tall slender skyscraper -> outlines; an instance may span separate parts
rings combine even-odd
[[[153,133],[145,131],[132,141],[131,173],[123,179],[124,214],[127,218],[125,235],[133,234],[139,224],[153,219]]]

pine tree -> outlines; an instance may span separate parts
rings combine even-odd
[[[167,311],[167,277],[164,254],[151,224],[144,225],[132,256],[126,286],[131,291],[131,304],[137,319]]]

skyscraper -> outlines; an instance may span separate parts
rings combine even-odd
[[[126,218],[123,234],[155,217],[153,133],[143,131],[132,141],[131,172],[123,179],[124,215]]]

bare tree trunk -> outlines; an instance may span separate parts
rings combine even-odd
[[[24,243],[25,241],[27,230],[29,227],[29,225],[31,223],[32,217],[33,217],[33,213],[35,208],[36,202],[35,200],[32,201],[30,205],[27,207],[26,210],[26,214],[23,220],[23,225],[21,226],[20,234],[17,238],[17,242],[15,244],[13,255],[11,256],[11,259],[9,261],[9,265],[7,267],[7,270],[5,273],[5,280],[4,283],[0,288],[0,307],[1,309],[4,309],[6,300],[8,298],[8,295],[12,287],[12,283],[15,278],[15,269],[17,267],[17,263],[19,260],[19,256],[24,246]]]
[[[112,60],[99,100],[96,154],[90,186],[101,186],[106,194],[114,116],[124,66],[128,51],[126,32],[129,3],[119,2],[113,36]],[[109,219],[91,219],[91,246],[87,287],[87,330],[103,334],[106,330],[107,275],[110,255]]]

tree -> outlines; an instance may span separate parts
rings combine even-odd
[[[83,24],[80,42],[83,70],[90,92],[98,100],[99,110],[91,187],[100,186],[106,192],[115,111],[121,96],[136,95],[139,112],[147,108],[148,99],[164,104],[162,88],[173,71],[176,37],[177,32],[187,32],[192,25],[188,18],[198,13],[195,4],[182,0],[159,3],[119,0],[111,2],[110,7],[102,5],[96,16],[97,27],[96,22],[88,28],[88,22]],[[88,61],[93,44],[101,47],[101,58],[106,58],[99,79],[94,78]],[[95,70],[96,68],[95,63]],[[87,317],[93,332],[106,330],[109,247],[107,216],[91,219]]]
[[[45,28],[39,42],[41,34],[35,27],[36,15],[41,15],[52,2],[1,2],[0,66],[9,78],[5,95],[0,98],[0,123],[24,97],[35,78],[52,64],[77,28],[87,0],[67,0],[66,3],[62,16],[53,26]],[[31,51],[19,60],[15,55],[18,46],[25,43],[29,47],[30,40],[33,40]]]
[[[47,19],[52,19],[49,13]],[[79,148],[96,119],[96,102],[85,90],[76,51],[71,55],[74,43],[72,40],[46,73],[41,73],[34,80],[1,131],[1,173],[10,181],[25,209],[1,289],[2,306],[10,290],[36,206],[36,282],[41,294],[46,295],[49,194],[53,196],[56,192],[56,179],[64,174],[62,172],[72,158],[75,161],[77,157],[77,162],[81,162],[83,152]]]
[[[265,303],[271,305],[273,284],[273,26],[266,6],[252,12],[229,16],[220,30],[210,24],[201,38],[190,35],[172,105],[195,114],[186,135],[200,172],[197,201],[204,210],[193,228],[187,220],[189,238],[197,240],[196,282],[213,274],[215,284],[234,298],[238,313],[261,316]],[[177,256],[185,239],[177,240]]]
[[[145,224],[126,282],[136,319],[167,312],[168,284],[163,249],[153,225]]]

──────────

• _What is needed_:
Copy every line above, from the first to the last, without changing any character.

• _The solution_:
tall slender skyscraper -> outlines; an instance may span separate parts
rings combine even-odd
[[[153,133],[145,131],[132,141],[131,173],[123,179],[124,214],[127,218],[125,235],[133,234],[139,224],[153,219]]]

pine tree -> outlines; an instance may span separate parts
rings combine even-odd
[[[167,311],[167,277],[164,254],[151,224],[144,225],[132,256],[126,286],[131,291],[131,304],[137,319]]]

skyscraper -> outlines; an instance may span separate parts
rings combine even-odd
[[[126,218],[123,234],[155,217],[153,133],[143,131],[132,141],[131,172],[123,179],[124,215]]]

bare tree trunk -> outlines; an instance may span separate parts
rings combine even-odd
[[[24,243],[25,241],[27,230],[29,227],[29,225],[31,223],[32,217],[33,217],[33,213],[35,208],[36,202],[35,200],[32,201],[30,205],[27,207],[26,210],[26,214],[23,220],[23,225],[21,226],[20,234],[17,238],[17,242],[15,244],[13,255],[11,256],[11,259],[9,261],[9,265],[7,267],[7,270],[5,273],[5,280],[4,283],[0,288],[0,307],[1,309],[4,309],[6,300],[8,298],[8,295],[12,287],[12,283],[15,278],[15,269],[17,267],[17,263],[19,260],[19,256],[24,246]]]
[[[112,60],[99,100],[96,154],[90,186],[101,186],[106,194],[114,116],[124,66],[128,51],[126,32],[129,3],[119,2],[113,36]],[[109,219],[91,219],[91,246],[87,287],[87,330],[103,334],[106,330],[107,275],[110,255]]]

tree -> outlines; an instance may span separate parts
rings combine even-odd
[[[83,24],[80,42],[83,70],[90,92],[98,100],[99,110],[91,187],[100,186],[106,192],[115,111],[121,96],[136,95],[139,112],[147,108],[148,99],[164,104],[162,88],[173,71],[176,37],[177,32],[187,32],[192,25],[188,18],[198,13],[195,4],[182,0],[159,3],[119,0],[111,2],[110,7],[102,5],[96,16],[97,27],[96,22],[88,28],[88,22]],[[88,61],[93,44],[101,47],[101,58],[106,58],[99,79],[94,78]],[[95,70],[96,68],[95,63]],[[87,317],[93,332],[106,330],[109,247],[107,216],[91,219]]]
[[[45,28],[39,42],[41,34],[35,27],[36,15],[41,15],[52,2],[1,2],[0,66],[9,78],[5,95],[0,98],[0,123],[24,97],[35,78],[52,64],[77,28],[87,0],[67,0],[66,3],[62,16],[53,26]],[[31,51],[19,60],[15,55],[18,46],[25,43],[29,47],[30,40],[33,40]]]
[[[47,19],[52,19],[49,13]],[[79,148],[96,119],[96,102],[85,90],[76,51],[71,55],[74,43],[72,40],[46,73],[41,73],[34,80],[1,131],[1,173],[10,181],[25,209],[1,289],[2,306],[10,290],[36,206],[36,282],[41,294],[46,295],[49,194],[53,196],[56,192],[56,179],[64,174],[62,172],[72,158],[75,161],[77,157],[77,162],[81,162],[83,152]]]
[[[265,303],[271,305],[273,284],[273,26],[266,6],[252,12],[229,16],[220,30],[210,24],[201,38],[190,35],[172,105],[195,114],[186,135],[200,172],[197,201],[204,210],[193,228],[187,220],[189,238],[197,240],[196,282],[213,274],[215,284],[234,298],[238,313],[261,316]],[[177,256],[185,239],[177,240]]]
[[[145,224],[126,282],[136,319],[167,312],[168,284],[163,249],[153,225]]]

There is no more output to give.